> _Work instructions_
Would you set down every entry shown below, precisely as written?

> _Dataset content_
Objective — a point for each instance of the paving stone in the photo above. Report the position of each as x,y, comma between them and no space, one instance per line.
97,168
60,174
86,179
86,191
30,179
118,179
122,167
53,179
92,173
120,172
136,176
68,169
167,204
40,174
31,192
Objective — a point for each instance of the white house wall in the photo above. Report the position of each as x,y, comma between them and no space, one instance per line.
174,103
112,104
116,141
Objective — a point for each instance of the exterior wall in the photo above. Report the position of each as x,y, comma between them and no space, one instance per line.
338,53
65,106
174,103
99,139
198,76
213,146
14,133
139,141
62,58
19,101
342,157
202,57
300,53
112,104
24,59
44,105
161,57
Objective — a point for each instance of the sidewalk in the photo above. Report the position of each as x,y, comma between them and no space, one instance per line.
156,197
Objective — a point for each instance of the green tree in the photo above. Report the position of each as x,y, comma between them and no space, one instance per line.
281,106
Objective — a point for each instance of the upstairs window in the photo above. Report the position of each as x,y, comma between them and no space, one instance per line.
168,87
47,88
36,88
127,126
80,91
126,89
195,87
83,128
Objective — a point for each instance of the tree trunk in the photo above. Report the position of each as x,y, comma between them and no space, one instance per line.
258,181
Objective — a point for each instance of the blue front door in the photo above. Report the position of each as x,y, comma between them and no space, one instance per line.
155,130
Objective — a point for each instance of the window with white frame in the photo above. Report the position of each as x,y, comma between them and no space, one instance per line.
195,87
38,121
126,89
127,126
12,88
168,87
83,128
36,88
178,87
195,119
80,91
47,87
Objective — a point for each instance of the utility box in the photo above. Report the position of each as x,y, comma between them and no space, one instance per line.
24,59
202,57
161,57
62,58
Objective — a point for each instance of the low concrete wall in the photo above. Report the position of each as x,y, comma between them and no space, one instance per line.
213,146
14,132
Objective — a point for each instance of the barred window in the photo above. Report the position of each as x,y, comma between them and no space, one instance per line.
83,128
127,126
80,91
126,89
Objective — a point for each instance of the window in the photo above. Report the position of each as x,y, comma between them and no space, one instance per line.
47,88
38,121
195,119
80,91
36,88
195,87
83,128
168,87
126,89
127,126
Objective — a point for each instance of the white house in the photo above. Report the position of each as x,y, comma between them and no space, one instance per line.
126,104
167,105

> _Problem solution_
Objective — a point for each instance of the paving stone in the photo above. Report the position of each as x,y, comma between them and no space, one instance per line.
97,168
60,174
86,179
86,191
30,179
118,179
122,167
53,179
92,173
120,172
136,176
68,169
167,204
40,174
31,192
Objective — a point for each instance of the white house wall in the photo above. Report the position of each as x,y, comma between them and no space, one instance per line.
174,103
112,104
116,141
Objective — a point for each instance of the exterior wall in the photo above. Report the position of each as x,y, comma between them and no space, one instance per line.
338,53
65,106
174,103
99,139
198,76
213,146
14,133
139,141
62,58
19,101
342,157
202,57
300,53
112,104
24,59
44,105
161,57
Objective — a point for each instance of the sidewalk in the photo above. Report the position of each as x,y, comma between them and no space, one instance per line.
156,197
Objective — a point for each instance of the green tree in the photo above. Report the position of each as x,y, comma between them and no space, one instance per line.
281,106
Objective — a point for each instance of the upstairs window in the photo above. Report the position of each as x,y, comma between them and no space, one instance per line.
168,87
47,88
36,88
127,126
80,91
126,89
195,87
83,128
Objective — a point for each instance of the tree trunk in the photo above. Report the position of each as x,y, comma between them and no space, one instance per line.
258,181
Objective — a point for each instance of the blue front door in the photo above. Report the position of each as x,y, comma between them and no space, one instance per line.
155,130
Objective — a point for each instance of the window with white frame in the photo above. Report the position of each as x,y, comma between them and no space, one instance per line.
195,87
38,121
126,89
127,126
12,88
168,87
83,128
36,88
178,87
195,119
80,91
47,87
Objective — a point for each instance of the utility box in the photo above. Report the position of each as x,y, comma between them and no space, one instance per line.
24,59
202,57
161,57
62,58
Objective — a point for each instance of the low concrete wall in the photo above. Report the position of each as x,y, comma between them and no space, one instance per line.
213,146
14,132
Objective — a point for each instance of the barred window in the photo above. Report the position of each as x,y, comma between them and no space, one instance per line.
83,128
127,126
80,91
126,89
Objective — a point for each instance of the window in the photo above. Report the position of each as x,y, comma between them and no space, one instance per line.
47,88
38,121
195,119
80,91
36,88
195,87
83,128
168,87
126,89
127,126
Objective — a point for each instance of the white house in the photo above. Report the position of each as x,y, comma between them and no space, one instance per line.
126,104
167,105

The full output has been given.